• Passage for review:
········

Price contraction after explosive growth is normal
When we consider the increases in mortgage rates and normal seasonal trends this time of year, when prices tend to stagnate or decline slightly, the slight price contractions that homes experienced since their peaks reached earlier this year aren’t alarming in the slightest. Yes, we are moving into a new chapter in the housing market that doesn’t involve astronomical price increases and 20 offers the first day the home gets listed, but that’s actually a good thing. Home prices in Silicon Valley grew at an unsustainable rate, and a slight contraction is a normal response to that sort of growth. For example, single-family home prices in Silicon Valley were on pace to double every three years at the 2021 growth rate. We are now entering a stage of slower growth — but still growth. Real estate has shown itself to be one of the best investments in recent history and is, on average, the largest store of wealth for an individual or family. Price appreciation will likely move to a more normal growth rate of around 5-6% in the coming years.
Fall sales slowdown
Sales increased month-over-month, while total new listings declined. This caused inventory to decline further, a trend that will likely continue through the rest of the year. Silicon Valley, along with the rest of the country, has not returned to pre-pandemic inventory levels. Homes have generally sold faster over the past two years, making new listings more and more important to the market. Inventory generally grows when new listings increase or homes sit on the market. With rates rising at such a rapid pace, new listings are slowing considerably, having dropped 26% from the second quarter of 2022 to the third. Last year, they only dropped 11%. We can tie new listings not only to supply, but to demand as well, because sellers are often buying, too. Softening demand has brought the market closer to balance despite low inventory.
Months of Supply Inventory implies a sellers’ market
Months of Supply Inventory (MSI) quantifies the supply/demand relationship by measuring how many months it would take for all current homes listed on the market to sell at the current rate of sales. The long-term average MSI is around three months in California, which indicates a balanced market. An MSI lower than three indicates that there are more buyers than sellers on the market (meaning it’s a sellers’ market), while a higher MSI indicates there are more sellers than buyers (meaning it’s a buyers’ market). From April to July, MSI climbed higher (toward balance) in Silicon Valley, but MSI fell in August and September, indicating we are still in a sellers’ market.

········

• Data under study:
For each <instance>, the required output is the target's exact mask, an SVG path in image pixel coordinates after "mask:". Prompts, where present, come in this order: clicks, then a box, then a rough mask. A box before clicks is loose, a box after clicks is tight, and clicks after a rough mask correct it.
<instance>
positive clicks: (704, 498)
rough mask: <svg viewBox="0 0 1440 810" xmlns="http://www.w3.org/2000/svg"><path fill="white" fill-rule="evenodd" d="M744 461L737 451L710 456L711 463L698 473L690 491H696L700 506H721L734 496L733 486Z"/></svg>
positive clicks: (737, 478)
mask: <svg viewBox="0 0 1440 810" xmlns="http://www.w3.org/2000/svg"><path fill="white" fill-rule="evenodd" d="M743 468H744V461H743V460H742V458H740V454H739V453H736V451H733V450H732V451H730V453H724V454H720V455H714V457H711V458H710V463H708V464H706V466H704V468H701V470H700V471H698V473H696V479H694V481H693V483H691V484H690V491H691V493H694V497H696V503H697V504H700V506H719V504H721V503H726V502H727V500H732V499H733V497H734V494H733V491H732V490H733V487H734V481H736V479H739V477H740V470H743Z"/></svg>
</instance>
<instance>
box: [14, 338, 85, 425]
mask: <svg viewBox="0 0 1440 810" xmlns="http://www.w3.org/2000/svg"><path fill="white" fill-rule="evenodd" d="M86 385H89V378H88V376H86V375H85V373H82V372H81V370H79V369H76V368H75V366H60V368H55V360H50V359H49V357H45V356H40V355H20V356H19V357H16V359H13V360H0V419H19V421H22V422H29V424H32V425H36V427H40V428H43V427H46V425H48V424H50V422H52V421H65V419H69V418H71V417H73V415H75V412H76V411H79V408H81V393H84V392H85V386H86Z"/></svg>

········

• Work item: Write out the part of the Silicon Valley housing text that begins at the words "Fall sales slowdown" and stops after "despite low inventory.". You won't need the listing for this.

• Response for this exercise:
Fall sales slowdown
Sales increased month-over-month, while total new listings declined. This caused inventory to decline further, a trend that will likely continue through the rest of the year. Silicon Valley, along with the rest of the country, has not returned to pre-pandemic inventory levels. Homes have generally sold faster over the past two years, making new listings more and more important to the market. Inventory generally grows when new listings increase or homes sit on the market. With rates rising at such a rapid pace, new listings are slowing considerably, having dropped 26% from the second quarter of 2022 to the third. Last year, they only dropped 11%. We can tie new listings not only to supply, but to demand as well, because sellers are often buying, too. Softening demand has brought the market closer to balance despite low inventory.